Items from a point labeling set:
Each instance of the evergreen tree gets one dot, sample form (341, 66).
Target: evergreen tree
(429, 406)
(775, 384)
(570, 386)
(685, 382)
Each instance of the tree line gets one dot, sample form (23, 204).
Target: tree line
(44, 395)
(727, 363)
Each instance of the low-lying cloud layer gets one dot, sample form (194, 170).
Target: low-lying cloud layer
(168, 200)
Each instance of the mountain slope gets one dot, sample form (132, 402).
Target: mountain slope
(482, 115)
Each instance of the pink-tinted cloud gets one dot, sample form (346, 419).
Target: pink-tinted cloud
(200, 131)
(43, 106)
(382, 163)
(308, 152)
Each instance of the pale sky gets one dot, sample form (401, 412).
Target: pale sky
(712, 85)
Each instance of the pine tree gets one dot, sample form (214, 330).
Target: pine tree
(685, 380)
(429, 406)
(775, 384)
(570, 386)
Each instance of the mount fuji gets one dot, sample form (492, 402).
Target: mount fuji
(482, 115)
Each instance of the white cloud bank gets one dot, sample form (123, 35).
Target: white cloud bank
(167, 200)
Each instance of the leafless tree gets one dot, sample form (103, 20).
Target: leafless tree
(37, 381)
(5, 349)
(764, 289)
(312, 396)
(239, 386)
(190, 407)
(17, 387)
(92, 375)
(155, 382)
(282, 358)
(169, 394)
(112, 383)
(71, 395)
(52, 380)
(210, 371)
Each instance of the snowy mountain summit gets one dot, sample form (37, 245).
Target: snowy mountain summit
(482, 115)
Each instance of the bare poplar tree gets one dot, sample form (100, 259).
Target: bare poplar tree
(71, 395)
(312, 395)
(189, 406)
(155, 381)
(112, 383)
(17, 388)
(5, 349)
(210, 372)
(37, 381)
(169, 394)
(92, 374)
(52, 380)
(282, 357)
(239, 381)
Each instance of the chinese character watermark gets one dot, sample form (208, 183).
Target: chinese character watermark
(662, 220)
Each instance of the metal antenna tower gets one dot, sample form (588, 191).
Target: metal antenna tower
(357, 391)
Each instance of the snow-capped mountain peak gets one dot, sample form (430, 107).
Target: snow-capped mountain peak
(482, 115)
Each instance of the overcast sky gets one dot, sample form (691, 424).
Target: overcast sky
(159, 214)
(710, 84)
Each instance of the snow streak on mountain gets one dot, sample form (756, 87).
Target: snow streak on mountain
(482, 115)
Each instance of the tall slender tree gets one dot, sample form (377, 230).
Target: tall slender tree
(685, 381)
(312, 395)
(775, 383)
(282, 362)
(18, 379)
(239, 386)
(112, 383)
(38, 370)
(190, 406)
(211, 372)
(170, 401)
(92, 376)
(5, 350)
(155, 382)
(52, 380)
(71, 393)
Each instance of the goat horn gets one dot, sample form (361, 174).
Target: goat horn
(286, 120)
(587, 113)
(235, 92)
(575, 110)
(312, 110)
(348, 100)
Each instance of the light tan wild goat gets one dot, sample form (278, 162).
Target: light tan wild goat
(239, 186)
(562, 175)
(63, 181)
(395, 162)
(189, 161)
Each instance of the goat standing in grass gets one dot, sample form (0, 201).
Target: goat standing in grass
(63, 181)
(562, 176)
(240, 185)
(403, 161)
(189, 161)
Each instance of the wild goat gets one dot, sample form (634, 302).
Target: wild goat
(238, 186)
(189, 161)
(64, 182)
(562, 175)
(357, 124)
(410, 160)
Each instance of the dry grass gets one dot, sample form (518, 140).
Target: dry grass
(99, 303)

WORK TO COMPLETE:
Extract verbatim every line from the line containing "Each instance of the overcast" through the final line of the items, including both ends.

FULL SOLUTION:
Each instance of the overcast sky gets one dot, sample form (691, 424).
Target: overcast sky
(159, 214)
(710, 84)
Each instance of the snow streak on mountain gets one dot, sample form (756, 87).
Target: snow streak on mountain
(482, 115)
Each instance of the tall slender tree gets one dot, sample form (377, 230).
Target: tall slender tree
(685, 381)
(312, 395)
(775, 383)
(282, 362)
(18, 379)
(239, 386)
(112, 383)
(38, 370)
(190, 406)
(211, 372)
(170, 401)
(92, 376)
(5, 350)
(155, 382)
(52, 380)
(71, 393)
Each instance of the goat horn gets one dot, sample form (361, 174).
Target: goat horn
(286, 120)
(587, 113)
(235, 92)
(575, 110)
(312, 110)
(348, 100)
Each instance of the light tan wild goat gets one dot, sample form (278, 162).
Target: light tan wild goat
(239, 186)
(562, 175)
(63, 181)
(395, 162)
(189, 161)
Each instance of the goat standing in grass gets one dot, sample form (0, 201).
Target: goat standing in grass
(63, 181)
(562, 176)
(240, 185)
(403, 161)
(189, 161)
Each instance of the wild goat gets one dot, sample form (634, 302).
Target: wild goat
(238, 186)
(189, 161)
(64, 182)
(562, 175)
(357, 124)
(410, 160)
Each instance of the dry grass gets one dot, sample form (518, 140).
Target: dry grass
(99, 303)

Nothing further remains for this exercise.